──────── PÁGINA DO DEPOIMENTO ────────

Fui com nosso carro levar minha filha para as vacinas previstas, na unidade básica de saúde do bairro, que fica cerca de 2 kilometros de nossa casa. Ao chegar, havia várias pessoas, dentre elas uma mãe com um bebê de poucos meses, lindo. Ele foi vacinado primeiro e a mãe saiu, depois veio a nossa Manuela. Ao chegar na avenida, vi que a moça estava no ponto de ônibus com a criança, num dia em que o vento frio estava perpassando nossos corpos. Fui tomado de uma sensação de tristeza profunda. Talvez pudesse ter ajudado, talvez pudesse ter feito alguma coisa e não fiz.
O fato de ter nascido numa família simples, não exatamente miserável, tenha proporcionado algumas singularidades no olhar sobre a vida. Meus pais foram operários e em alguns momentos a pobreza bateu à porta, sem, contudo, ter nos deixado totalmente à mingua. Isso aconteceu igualmente com vários amigos e amigas.
Também não sei dizer se este tempo de Natal as notícias me fizeram ficar com o peito assim, meio travado, com um nó profundo na garganta. Olhamos em volta e o que vemos? Moradores de rua espancados, desalojados com força física; mulheres sem emprego e sem ter o que dar de comer para seus filhos, que criam sozinhas; pessoas tentando encontrar no lixo algo que possam comer; desemprego galopante e inflação desmesurada. Racismo, homofobia e xenofobia a olhos vistos. Milhares de famílias tendo perdido seus entes queridos devido ao clima de morte instalado na esfera do poder central. Milhares de crianças perdendo pai, mãe, irmãos e esta saga negacionista continua.
Aos 8 anos de idade fiz a primeira comunhão, na paróquia que leva o nome de Santa Teresinha, referência que marcaria a cultura de toda a minha juventude e, logo depois, ali recebi o sacramento do Crisma. O pároco era uma pessoa de uma erudição vazia. Hábil na “ciência”, mas de convivência humana difícil. Havia um velho anfiteatro ao lado da igreja, onde evidentemente o fascínio pelo ambiente religioso atraia muitas crianças e adolescentes. Foi assim que após o Crisma eu passei a frequentar uma comunidade de “perseverança”, uma espécie de escola preparatória para o ingresso posterior numa comunidade de jovens.
Dentre as muitas incorporações, a aprendizagem do violão. Tocar violão na missa era um deleite. Uma música do famoso padre Zezinho propunha o espírito da fé entre os jovens. Um jovem galileu. E tomei por empréstimo uma parte do título para nomear este texto-depoimento. Certo dia, ao sairmos da missa, como de costume ficávamos alguns minutos na porta da igreja para depois irmos para o salão onde ocorriam as reuniões da comunidade de jovens. E eu vi, só eu vi, de longe, um senhor recolhendo um algo qualquer em uma lata de lixo. Lembrei-me firmemente do poema de Manoel Bandeira: “o bicho, meu Deus, era um homem”.

────────

▸ EXERCÍCIO 1:
Redigite o trecho do depoimento que vai de "Aos 8 anos de" até "numa comunidade de jovens.", incluindo essas duas passagens.
▸ EXERCÍCIO 2:
Segundo o depoimento, com que idade foi feita a primeira comunhão?
▸ EXERCÍCIO 3:
Dê continuidade ao depoimento sobre a juventude e a fé a partir da última frase apresentada.
A listagem que vem depois do depoimento tem origem em outra fonte.

──────── LISTAGEM FORNECIDA ────────

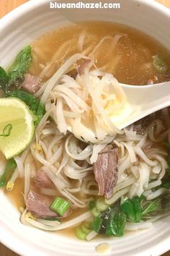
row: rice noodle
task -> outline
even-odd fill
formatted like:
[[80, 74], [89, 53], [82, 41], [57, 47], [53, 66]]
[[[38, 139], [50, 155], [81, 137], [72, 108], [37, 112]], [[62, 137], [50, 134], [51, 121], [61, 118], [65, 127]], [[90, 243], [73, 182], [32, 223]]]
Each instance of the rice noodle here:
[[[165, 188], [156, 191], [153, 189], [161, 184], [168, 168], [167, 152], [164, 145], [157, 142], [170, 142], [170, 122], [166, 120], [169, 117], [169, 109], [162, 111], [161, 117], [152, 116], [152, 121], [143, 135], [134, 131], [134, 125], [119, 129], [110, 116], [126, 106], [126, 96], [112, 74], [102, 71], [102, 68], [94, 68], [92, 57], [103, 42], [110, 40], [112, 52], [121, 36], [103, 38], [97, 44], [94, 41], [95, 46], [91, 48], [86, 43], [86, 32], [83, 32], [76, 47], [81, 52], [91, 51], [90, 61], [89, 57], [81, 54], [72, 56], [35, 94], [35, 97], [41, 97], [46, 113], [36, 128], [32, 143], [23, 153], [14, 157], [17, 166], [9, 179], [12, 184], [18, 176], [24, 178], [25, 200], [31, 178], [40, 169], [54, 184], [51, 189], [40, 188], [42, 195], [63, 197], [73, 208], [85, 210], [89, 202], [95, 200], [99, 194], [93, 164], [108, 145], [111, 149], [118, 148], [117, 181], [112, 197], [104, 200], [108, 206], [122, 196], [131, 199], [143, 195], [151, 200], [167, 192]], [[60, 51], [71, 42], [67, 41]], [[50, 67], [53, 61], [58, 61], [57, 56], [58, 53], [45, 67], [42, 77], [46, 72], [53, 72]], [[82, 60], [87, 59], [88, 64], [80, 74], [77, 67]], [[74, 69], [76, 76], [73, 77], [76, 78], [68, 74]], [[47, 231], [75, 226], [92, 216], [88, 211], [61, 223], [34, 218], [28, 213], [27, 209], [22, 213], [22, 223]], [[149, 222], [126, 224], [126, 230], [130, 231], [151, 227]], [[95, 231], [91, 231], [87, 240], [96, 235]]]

────────
──────── LISTAGEM FORNECIDA ────────

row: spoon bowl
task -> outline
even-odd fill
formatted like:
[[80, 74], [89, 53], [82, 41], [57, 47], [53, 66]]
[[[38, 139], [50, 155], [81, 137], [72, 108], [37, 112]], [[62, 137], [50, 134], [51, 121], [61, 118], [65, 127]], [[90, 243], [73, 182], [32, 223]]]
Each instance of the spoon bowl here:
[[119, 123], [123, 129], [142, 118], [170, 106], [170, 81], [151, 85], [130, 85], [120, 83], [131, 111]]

────────

▸ RESPOSTA ESPERADA 1:
Aos 8 anos de idade fiz a primeira comunhão, na paróquia que leva o nome de Santa Teresinha, referência que marcaria a cultura de toda a minha juventude e, logo depois, ali recebi o sacramento do Crisma. O pároco era uma pessoa de uma erudição vazia. Hábil na “ciência”, mas de convivência humana difícil. Havia um velho anfiteatro ao lado da igreja, onde evidentemente o fascínio pelo ambiente religioso atraia muitas crianças e adolescentes. Foi assim que após o Crisma eu passei a frequentar uma comunidade de “perseverança”, uma espécie de escola preparatória para o ingresso posterior numa comunidade de jovens.

▸ RESPOSTA ESPERADA 2:
Aos 8 anos de idade.

▸ RESPOSTA ESPERADA 3:
Jesus de Nazaré, um certo galileu, era apresentado no movimento de jovens como um “amigão”. E ele estava ali recolhendo lixo, mas não era tão amigo nosso assim. A vida de trabalho logo nos convocava para o enfrentamento da dura realidade da ditadura militar, em ambientes francamente autoritários, onde humilhar os menos experientes era prática comum. A vida escolar ia bem, até pelo menos um certo momento, quando a orientação pedagógica levava à poda, literalmente falando, os jovens com dificuldades em algumas áreas do conhecimento. Foi o meu caso. Duas reprovações no ginásio. Na sequência, mais uma no primeiro ano do colegial. Veio o desemprego e com ele a necessidade do alistamento militar. Novas humilhações, durante o processo de entrevistas, por um tenente um tanto insensível, se posso dizer educadamente.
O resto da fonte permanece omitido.